▶ EXERCISE DESCRIPTION: Please find every line in the records below that contains the word "field" and copy each of those lines in full.

▶ DATA IN THIS EXERCISE:
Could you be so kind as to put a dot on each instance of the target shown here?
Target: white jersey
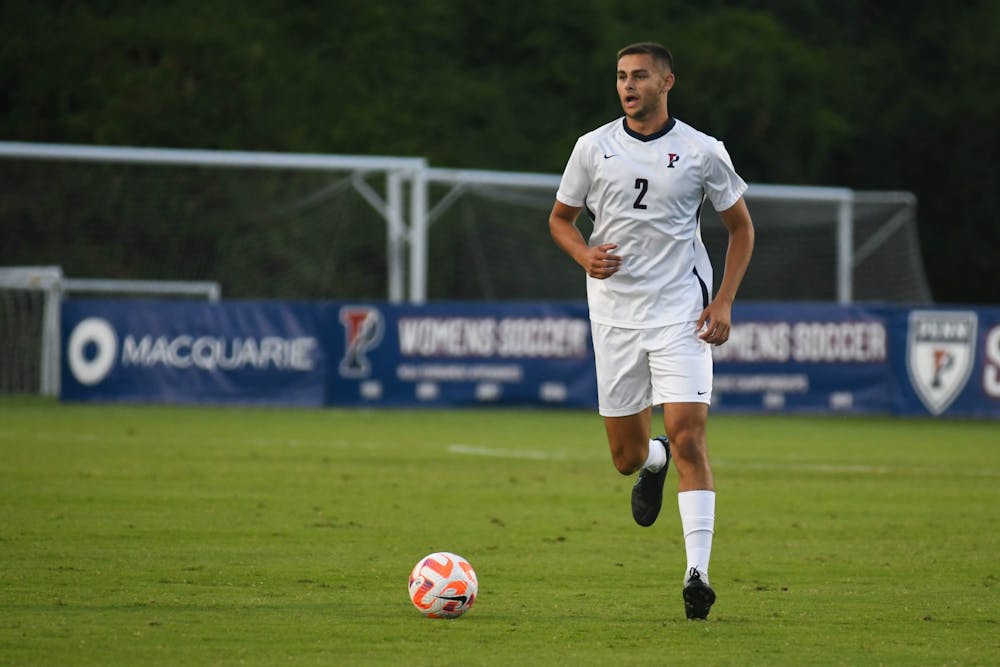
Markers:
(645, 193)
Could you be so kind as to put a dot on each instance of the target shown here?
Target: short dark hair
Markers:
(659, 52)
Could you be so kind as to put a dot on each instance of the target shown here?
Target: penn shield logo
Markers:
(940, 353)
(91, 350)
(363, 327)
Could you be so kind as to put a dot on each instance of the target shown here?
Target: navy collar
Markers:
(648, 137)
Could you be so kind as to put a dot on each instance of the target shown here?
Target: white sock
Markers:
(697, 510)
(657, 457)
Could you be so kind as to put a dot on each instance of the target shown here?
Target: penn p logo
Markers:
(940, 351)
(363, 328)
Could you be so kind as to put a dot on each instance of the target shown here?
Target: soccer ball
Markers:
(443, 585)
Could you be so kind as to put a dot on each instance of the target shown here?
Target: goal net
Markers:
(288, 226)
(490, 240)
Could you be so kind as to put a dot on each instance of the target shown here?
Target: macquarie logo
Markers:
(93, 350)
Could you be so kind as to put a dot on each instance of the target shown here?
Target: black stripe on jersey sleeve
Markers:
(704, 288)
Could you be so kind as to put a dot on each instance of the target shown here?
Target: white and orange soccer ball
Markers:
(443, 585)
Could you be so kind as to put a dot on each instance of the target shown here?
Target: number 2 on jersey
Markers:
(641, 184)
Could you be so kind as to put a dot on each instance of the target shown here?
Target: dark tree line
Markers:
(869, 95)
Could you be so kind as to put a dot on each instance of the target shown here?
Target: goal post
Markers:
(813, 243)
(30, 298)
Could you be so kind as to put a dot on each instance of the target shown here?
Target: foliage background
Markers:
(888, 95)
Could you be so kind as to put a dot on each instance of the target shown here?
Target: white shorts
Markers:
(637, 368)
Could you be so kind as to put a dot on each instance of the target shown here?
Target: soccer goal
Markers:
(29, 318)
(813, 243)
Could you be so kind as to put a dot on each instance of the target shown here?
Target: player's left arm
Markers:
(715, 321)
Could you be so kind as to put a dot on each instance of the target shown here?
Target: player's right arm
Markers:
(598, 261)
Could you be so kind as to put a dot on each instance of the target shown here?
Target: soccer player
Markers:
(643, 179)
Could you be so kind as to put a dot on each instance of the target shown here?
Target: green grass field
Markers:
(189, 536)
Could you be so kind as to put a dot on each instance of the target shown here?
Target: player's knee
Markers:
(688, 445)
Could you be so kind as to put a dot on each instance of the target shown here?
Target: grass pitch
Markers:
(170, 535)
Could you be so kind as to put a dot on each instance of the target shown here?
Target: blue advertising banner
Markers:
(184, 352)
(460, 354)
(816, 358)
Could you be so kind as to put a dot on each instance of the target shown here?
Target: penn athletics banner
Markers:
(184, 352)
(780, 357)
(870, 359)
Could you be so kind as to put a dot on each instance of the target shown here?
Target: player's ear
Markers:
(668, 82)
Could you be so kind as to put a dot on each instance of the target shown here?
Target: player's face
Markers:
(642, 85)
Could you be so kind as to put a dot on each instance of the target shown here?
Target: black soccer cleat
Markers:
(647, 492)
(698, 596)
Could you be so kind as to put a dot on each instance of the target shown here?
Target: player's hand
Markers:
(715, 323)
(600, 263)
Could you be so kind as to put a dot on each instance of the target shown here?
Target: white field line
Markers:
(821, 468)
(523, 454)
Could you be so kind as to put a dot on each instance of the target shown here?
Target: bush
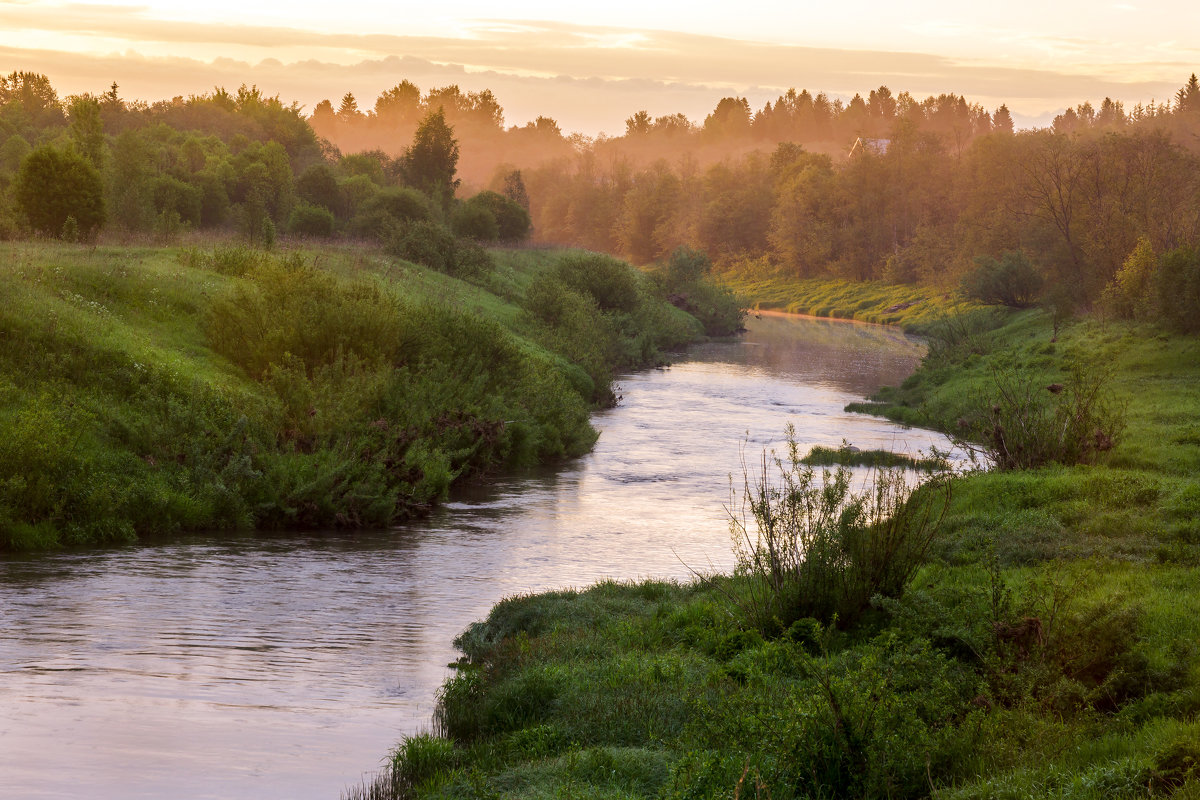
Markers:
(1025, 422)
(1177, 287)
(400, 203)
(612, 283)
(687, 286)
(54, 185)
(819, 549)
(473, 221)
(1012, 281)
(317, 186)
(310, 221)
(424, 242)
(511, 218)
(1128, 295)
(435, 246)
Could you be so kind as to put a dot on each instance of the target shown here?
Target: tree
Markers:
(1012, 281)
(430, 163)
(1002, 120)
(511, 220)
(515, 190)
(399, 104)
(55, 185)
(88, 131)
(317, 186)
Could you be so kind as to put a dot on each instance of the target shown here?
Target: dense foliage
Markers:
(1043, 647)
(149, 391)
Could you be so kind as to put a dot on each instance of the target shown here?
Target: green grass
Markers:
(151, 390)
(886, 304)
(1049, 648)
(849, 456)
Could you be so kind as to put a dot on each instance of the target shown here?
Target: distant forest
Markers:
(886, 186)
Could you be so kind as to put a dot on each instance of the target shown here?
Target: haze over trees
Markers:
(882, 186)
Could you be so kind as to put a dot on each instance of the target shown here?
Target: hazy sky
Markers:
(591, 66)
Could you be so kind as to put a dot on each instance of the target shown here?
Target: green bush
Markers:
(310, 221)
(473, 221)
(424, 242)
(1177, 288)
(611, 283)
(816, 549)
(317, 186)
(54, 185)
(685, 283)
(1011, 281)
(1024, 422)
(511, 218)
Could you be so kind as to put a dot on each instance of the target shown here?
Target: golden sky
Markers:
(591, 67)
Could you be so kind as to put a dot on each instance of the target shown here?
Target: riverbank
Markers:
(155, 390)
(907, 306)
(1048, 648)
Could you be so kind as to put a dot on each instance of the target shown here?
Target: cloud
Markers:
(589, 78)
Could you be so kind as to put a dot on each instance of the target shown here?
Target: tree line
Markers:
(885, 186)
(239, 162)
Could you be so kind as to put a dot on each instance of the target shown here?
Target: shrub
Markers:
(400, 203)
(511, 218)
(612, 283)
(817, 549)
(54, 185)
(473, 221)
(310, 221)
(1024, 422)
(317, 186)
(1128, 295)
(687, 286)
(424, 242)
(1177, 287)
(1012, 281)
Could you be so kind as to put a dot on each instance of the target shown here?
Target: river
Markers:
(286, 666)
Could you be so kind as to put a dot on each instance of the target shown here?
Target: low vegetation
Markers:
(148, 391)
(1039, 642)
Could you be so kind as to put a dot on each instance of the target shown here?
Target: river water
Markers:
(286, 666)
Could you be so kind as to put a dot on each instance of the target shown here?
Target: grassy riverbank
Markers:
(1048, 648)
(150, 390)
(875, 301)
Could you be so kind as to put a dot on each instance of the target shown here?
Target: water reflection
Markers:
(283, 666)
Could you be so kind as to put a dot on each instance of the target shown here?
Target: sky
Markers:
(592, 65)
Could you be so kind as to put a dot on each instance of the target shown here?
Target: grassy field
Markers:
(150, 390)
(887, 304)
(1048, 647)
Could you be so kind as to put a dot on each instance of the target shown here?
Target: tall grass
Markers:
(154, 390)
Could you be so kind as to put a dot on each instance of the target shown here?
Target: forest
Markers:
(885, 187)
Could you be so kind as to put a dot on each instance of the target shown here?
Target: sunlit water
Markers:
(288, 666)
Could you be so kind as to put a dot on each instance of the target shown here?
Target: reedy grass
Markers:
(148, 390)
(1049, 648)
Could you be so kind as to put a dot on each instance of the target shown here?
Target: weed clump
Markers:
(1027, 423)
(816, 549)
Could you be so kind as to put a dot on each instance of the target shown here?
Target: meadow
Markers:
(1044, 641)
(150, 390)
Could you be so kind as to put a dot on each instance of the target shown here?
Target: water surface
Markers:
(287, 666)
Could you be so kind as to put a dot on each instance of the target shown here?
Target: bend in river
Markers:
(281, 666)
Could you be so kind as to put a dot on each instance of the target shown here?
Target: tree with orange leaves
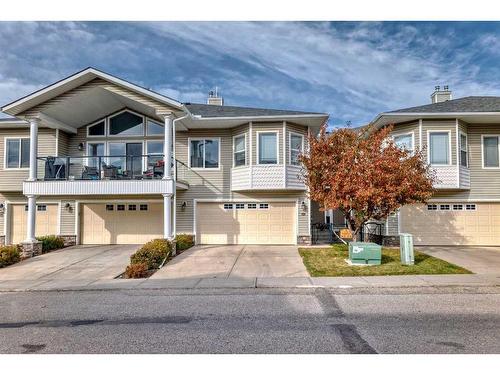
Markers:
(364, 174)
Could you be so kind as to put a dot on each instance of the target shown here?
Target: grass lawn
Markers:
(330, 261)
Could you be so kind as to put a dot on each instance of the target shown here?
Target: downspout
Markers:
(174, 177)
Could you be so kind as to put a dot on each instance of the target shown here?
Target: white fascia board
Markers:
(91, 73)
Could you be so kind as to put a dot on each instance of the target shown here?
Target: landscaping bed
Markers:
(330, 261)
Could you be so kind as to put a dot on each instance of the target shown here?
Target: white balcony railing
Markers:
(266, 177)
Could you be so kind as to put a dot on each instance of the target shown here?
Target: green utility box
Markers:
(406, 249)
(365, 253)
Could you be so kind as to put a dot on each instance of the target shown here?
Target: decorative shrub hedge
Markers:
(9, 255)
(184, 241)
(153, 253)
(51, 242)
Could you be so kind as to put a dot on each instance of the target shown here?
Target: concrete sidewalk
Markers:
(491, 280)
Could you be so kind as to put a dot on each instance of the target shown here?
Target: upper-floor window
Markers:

▶ WRITTEN RESPONSE:
Target: green grass field
Target: white field line
Target: grassy field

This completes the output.